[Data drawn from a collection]
^^^^^^^^^^^^^^^^

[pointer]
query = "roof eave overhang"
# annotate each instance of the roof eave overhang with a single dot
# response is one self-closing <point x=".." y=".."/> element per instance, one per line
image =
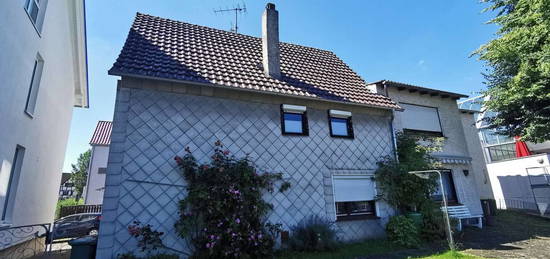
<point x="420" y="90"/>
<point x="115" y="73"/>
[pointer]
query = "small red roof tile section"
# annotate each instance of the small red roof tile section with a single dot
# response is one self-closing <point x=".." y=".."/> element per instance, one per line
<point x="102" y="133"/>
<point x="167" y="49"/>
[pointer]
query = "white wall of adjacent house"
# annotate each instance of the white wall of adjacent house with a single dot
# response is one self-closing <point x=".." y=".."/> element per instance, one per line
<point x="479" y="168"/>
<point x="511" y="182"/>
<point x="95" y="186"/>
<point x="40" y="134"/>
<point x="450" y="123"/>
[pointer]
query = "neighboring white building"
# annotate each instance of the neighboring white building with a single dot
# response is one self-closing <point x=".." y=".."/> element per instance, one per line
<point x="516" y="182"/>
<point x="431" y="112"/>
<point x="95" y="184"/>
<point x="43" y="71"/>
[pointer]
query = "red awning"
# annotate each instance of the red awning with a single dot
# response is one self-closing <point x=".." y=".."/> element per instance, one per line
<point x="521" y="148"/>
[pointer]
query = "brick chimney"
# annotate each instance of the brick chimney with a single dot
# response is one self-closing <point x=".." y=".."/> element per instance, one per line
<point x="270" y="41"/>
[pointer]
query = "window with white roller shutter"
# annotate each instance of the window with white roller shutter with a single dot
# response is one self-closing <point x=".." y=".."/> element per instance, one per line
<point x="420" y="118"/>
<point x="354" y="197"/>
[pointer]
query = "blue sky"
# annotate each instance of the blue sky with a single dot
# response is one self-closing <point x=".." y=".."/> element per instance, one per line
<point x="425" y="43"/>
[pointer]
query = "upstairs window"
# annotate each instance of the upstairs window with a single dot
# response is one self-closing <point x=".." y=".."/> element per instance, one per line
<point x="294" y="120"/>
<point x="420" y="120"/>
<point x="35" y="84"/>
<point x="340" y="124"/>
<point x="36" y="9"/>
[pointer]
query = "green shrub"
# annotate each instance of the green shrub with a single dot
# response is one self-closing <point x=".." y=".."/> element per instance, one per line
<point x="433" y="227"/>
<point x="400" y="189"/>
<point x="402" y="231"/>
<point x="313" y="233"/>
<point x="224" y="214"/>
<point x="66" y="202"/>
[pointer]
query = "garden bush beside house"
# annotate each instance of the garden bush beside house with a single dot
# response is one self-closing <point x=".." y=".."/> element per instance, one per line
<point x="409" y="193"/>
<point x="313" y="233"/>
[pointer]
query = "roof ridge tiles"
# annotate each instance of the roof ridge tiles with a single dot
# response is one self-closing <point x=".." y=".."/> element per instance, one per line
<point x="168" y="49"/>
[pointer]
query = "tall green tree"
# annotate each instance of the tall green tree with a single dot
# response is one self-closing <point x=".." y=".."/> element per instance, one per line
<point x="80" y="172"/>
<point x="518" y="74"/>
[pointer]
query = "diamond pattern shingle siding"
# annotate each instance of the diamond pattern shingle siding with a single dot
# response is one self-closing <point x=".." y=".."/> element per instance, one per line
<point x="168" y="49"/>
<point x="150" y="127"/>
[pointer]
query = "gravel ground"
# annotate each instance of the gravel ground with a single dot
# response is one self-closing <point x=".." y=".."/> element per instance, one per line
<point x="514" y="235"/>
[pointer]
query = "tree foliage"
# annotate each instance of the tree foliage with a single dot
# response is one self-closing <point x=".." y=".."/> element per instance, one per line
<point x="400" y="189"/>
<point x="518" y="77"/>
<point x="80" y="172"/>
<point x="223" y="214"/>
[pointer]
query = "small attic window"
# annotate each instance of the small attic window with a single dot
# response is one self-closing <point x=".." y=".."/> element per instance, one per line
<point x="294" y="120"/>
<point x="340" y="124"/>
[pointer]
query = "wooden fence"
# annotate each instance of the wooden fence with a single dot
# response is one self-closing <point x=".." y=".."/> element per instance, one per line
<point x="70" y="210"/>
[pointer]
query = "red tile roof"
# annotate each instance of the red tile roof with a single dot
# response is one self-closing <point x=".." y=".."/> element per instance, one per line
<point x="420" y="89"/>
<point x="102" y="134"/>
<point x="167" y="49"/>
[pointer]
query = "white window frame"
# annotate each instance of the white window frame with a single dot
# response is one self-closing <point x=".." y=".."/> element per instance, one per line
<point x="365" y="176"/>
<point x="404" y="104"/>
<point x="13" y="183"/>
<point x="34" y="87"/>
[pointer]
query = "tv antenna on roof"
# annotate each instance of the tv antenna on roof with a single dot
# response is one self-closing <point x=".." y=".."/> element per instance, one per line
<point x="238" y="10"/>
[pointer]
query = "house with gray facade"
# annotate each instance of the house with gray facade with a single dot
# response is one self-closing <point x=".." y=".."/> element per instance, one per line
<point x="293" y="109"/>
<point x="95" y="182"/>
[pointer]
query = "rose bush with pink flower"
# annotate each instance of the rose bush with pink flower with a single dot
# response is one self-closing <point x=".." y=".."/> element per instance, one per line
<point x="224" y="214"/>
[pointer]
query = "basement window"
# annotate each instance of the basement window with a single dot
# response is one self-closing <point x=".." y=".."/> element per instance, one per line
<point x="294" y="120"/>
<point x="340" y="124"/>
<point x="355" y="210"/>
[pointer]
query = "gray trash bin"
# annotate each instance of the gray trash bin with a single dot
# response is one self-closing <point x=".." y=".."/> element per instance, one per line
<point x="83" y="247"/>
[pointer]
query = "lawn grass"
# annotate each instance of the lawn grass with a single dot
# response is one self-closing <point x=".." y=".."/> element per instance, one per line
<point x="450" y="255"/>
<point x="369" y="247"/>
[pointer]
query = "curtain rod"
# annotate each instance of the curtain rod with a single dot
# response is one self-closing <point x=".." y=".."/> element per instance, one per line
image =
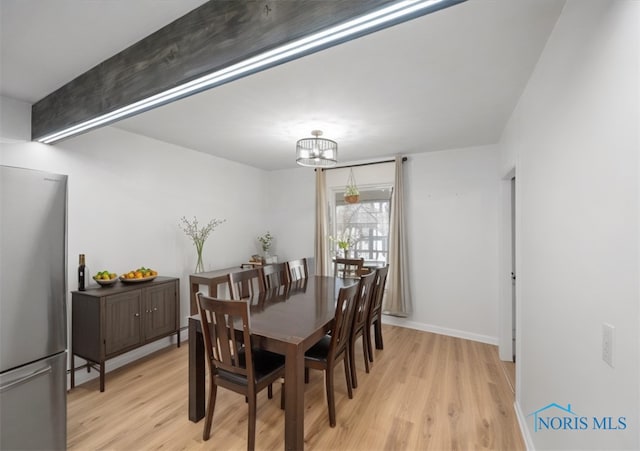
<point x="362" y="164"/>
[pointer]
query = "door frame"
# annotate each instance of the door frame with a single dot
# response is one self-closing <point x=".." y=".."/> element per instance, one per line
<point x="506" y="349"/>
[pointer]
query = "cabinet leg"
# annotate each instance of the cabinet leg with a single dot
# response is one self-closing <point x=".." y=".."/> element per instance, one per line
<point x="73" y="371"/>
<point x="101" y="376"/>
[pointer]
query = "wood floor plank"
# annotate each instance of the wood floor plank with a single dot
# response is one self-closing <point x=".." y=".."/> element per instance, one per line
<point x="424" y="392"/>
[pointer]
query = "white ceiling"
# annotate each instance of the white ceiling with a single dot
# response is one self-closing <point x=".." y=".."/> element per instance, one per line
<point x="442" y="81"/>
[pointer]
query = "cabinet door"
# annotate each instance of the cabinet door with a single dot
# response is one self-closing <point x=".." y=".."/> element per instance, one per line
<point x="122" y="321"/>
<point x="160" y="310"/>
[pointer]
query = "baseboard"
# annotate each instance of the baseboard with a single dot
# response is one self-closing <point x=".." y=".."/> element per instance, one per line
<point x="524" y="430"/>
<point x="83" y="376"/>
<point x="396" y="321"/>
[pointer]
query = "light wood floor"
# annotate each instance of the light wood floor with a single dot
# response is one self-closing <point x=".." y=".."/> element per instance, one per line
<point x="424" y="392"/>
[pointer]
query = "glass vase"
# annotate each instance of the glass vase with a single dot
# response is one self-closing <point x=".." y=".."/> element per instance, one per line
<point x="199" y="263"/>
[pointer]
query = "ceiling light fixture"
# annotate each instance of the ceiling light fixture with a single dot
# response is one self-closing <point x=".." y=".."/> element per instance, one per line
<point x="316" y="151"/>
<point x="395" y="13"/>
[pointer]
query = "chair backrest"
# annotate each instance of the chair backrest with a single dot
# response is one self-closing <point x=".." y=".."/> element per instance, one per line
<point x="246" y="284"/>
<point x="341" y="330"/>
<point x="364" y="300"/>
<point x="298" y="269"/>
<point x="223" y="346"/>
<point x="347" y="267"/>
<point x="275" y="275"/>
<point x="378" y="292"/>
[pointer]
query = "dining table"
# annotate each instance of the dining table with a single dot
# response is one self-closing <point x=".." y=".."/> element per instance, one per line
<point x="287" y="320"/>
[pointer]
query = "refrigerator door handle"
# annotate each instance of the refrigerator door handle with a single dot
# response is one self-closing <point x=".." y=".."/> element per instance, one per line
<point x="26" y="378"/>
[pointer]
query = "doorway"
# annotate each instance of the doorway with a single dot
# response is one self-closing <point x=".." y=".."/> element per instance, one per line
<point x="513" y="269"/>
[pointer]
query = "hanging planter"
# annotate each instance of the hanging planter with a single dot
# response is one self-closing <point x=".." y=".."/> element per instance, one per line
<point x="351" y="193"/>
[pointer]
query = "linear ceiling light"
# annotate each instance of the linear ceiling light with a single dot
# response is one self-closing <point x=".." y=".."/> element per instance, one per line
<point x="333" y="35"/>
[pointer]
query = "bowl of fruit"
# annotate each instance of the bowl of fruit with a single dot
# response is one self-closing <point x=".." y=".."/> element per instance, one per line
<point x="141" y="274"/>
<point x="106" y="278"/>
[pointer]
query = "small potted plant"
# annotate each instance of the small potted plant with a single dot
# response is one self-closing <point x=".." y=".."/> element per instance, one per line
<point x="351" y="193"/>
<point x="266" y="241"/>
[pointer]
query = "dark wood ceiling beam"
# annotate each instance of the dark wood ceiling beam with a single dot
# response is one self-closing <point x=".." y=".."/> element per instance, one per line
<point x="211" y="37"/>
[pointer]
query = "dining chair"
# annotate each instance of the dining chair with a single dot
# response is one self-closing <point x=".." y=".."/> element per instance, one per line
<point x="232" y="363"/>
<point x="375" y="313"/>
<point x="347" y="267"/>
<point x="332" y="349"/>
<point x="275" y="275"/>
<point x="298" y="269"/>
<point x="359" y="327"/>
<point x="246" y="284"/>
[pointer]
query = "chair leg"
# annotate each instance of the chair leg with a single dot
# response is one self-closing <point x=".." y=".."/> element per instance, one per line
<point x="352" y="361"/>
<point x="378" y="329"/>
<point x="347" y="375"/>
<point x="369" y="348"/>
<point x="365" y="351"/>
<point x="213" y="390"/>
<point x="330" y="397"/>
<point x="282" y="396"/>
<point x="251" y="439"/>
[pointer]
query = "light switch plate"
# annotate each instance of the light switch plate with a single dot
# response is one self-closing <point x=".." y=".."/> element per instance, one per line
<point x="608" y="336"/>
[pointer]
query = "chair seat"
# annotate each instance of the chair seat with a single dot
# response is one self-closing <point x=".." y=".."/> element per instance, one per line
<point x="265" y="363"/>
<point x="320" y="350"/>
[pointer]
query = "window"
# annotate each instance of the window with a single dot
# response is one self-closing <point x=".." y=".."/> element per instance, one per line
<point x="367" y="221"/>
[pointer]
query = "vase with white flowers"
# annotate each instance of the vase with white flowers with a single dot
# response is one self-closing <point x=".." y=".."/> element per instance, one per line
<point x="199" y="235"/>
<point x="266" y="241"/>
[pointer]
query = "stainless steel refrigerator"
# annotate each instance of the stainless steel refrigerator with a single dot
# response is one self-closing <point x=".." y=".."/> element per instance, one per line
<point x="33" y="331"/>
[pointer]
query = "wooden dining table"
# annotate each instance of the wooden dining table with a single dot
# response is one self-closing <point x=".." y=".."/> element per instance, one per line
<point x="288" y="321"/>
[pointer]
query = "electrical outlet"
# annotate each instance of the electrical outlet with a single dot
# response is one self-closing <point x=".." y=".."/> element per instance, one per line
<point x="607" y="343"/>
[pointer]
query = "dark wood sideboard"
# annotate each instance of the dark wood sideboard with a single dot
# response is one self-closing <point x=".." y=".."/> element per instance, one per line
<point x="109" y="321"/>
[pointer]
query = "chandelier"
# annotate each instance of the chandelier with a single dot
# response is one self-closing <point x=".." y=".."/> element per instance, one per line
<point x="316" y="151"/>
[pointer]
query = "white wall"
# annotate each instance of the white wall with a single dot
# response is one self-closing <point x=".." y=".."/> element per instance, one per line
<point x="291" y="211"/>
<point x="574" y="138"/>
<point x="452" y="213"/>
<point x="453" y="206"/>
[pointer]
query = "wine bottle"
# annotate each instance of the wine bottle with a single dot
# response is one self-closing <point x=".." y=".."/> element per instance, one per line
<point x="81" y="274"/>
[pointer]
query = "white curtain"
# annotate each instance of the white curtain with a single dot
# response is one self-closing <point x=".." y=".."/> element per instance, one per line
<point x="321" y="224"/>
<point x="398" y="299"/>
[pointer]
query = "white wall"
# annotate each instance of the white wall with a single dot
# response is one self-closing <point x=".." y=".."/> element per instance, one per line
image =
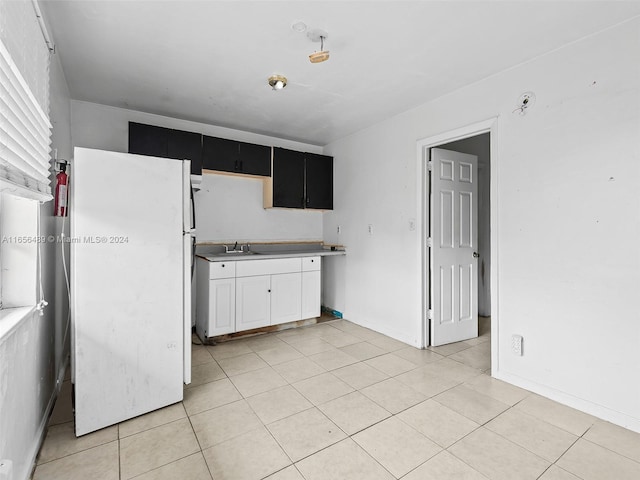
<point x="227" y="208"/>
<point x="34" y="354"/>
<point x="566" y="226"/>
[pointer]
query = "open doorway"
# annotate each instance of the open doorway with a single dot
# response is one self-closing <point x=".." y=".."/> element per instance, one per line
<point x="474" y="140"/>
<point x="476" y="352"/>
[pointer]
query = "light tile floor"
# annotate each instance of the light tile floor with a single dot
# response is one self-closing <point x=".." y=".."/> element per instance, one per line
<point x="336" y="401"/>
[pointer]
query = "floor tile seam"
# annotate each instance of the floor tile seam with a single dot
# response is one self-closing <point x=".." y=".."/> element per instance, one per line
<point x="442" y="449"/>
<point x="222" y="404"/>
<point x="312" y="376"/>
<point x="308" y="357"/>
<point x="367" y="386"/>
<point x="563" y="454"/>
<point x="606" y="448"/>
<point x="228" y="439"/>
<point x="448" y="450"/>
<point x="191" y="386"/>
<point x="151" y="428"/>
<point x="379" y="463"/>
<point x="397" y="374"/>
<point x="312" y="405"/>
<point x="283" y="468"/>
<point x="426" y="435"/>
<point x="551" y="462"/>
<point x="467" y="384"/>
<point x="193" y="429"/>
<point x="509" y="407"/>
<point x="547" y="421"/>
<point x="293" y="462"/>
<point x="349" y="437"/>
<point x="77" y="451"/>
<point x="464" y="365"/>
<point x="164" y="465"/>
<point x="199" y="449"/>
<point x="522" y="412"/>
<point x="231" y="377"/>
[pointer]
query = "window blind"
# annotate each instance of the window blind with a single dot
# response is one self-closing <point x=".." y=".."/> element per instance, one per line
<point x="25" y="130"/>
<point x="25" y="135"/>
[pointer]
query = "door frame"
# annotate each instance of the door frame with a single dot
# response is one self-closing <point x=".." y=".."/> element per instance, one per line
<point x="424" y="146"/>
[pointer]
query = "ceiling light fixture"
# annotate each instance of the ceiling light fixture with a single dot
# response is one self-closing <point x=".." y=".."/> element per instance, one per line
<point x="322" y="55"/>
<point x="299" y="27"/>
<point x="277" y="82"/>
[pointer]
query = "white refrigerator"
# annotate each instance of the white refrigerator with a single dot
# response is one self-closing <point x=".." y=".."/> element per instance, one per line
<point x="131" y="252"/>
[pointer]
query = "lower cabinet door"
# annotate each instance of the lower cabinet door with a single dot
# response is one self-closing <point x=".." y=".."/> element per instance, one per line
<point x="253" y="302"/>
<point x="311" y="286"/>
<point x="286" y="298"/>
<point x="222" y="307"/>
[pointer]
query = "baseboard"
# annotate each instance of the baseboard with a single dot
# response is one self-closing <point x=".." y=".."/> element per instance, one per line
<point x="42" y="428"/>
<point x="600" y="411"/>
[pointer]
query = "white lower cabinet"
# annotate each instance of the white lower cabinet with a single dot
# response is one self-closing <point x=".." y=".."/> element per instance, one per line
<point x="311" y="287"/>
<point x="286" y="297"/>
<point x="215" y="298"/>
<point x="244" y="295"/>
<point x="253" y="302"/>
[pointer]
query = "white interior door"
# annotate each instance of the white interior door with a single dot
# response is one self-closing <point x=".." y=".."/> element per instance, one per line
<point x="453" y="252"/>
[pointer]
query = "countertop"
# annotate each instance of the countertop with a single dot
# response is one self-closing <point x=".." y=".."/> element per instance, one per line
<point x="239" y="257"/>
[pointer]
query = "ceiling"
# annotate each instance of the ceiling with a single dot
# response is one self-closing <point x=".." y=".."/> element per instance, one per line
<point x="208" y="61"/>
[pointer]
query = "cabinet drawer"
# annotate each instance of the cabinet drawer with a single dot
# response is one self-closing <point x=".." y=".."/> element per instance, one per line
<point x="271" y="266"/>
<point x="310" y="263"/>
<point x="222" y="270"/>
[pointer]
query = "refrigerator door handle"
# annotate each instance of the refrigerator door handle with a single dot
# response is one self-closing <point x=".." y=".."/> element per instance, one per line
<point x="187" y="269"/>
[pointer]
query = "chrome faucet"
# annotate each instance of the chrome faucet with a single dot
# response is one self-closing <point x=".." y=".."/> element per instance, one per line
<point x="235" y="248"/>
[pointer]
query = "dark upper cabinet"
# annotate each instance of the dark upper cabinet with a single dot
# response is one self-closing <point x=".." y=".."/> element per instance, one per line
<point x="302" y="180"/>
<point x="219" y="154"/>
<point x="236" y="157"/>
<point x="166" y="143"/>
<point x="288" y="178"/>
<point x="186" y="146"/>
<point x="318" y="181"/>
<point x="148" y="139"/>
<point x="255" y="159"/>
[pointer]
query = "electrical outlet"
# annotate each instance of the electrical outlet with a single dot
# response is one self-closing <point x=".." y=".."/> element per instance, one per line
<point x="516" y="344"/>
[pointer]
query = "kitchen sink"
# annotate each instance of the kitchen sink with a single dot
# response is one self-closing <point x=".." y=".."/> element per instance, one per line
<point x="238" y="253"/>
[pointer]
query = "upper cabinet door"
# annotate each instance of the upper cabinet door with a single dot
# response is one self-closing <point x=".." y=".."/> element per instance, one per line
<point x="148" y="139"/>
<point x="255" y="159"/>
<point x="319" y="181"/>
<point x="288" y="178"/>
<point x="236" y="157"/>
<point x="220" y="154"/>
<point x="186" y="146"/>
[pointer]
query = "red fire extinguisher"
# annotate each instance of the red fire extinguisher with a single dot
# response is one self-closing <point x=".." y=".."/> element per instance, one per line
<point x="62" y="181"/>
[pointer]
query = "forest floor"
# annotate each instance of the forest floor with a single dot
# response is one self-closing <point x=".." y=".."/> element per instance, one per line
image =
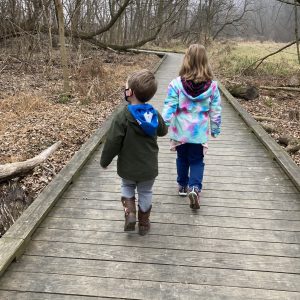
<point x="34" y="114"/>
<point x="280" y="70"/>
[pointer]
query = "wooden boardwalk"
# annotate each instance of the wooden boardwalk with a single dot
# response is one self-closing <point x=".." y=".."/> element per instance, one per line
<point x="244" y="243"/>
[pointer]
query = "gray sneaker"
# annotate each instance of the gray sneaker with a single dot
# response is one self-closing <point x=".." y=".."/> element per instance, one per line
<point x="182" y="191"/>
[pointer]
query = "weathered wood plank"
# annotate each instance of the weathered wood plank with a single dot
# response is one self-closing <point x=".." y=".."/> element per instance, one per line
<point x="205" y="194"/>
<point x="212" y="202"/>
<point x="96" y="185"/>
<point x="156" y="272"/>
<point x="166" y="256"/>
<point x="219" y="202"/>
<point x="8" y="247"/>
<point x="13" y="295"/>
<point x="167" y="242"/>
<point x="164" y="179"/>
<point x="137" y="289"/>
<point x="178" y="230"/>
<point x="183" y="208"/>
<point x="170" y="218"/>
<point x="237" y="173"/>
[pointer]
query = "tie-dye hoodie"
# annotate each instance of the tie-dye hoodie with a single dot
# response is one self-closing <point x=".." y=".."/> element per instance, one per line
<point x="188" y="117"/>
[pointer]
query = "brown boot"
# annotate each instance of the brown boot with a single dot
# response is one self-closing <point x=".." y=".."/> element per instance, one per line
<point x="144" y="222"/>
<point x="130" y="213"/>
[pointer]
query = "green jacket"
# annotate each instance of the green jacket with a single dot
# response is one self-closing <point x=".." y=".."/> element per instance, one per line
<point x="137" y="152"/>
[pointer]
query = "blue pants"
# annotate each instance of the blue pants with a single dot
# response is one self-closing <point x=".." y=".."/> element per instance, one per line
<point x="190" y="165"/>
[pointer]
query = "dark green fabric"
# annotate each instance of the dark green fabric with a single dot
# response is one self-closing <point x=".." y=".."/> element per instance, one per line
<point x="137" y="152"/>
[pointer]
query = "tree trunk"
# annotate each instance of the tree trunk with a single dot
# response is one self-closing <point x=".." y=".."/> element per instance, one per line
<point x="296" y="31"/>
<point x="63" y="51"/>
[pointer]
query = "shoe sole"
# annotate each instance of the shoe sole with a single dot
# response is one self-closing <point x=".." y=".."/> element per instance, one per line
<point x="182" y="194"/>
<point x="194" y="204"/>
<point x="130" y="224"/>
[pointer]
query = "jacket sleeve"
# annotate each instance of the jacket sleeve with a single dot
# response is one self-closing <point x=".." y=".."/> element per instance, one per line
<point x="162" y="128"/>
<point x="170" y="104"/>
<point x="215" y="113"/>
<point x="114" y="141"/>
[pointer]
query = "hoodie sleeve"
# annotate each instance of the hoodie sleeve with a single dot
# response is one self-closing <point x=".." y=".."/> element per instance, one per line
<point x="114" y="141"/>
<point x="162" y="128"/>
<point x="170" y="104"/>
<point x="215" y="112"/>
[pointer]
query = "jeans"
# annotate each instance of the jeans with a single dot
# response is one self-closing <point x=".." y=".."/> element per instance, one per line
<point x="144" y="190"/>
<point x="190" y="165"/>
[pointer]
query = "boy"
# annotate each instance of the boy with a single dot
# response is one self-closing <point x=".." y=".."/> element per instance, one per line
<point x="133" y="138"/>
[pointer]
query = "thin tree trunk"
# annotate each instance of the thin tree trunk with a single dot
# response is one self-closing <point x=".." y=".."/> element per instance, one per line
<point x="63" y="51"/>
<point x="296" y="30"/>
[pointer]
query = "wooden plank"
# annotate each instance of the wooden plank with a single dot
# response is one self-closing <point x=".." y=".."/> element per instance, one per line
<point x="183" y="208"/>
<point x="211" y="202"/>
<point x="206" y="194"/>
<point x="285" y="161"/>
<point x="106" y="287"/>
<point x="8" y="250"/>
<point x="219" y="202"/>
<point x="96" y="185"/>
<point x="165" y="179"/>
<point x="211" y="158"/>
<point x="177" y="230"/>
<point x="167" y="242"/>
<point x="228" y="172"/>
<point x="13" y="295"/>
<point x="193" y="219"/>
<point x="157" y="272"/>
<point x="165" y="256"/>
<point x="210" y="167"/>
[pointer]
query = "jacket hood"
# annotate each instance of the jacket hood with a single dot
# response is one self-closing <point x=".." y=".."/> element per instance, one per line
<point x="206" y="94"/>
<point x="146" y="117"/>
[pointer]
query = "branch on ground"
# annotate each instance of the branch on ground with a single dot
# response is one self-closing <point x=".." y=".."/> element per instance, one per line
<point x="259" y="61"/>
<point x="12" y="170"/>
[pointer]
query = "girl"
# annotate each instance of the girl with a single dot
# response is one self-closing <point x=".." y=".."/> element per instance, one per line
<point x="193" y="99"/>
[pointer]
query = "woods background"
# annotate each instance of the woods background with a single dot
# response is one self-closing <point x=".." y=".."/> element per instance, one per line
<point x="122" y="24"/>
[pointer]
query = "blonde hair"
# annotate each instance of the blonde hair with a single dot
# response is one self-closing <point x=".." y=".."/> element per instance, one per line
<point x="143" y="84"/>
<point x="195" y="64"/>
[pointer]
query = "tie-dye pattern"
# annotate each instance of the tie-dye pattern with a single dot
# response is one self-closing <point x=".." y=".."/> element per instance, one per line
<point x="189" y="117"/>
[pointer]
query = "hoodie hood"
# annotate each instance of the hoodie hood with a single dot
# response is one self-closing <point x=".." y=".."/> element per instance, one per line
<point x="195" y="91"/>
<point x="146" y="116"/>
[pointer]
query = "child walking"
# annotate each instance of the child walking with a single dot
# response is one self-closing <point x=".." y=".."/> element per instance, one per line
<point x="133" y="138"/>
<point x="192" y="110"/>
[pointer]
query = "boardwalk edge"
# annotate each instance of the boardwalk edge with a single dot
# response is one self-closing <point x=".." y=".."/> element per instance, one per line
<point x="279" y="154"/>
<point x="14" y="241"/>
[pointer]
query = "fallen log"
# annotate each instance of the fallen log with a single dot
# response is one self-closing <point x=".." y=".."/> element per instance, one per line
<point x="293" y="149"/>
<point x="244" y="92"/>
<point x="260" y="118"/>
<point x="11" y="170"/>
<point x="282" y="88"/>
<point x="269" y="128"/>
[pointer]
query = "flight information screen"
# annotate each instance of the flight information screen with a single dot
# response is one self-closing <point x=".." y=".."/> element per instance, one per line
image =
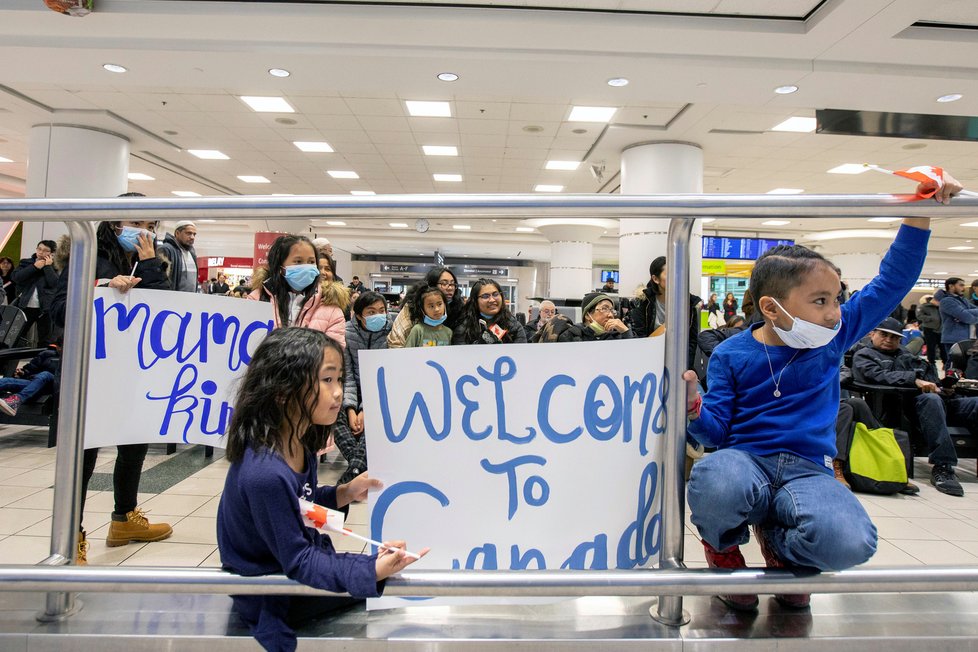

^^^^^^^^^^^^^^^^

Given task:
Return every line in the items above that contains the word "awning", copied without changes.

Worked answer:
query = "red awning"
# annotate each instance of the red awning with a single dot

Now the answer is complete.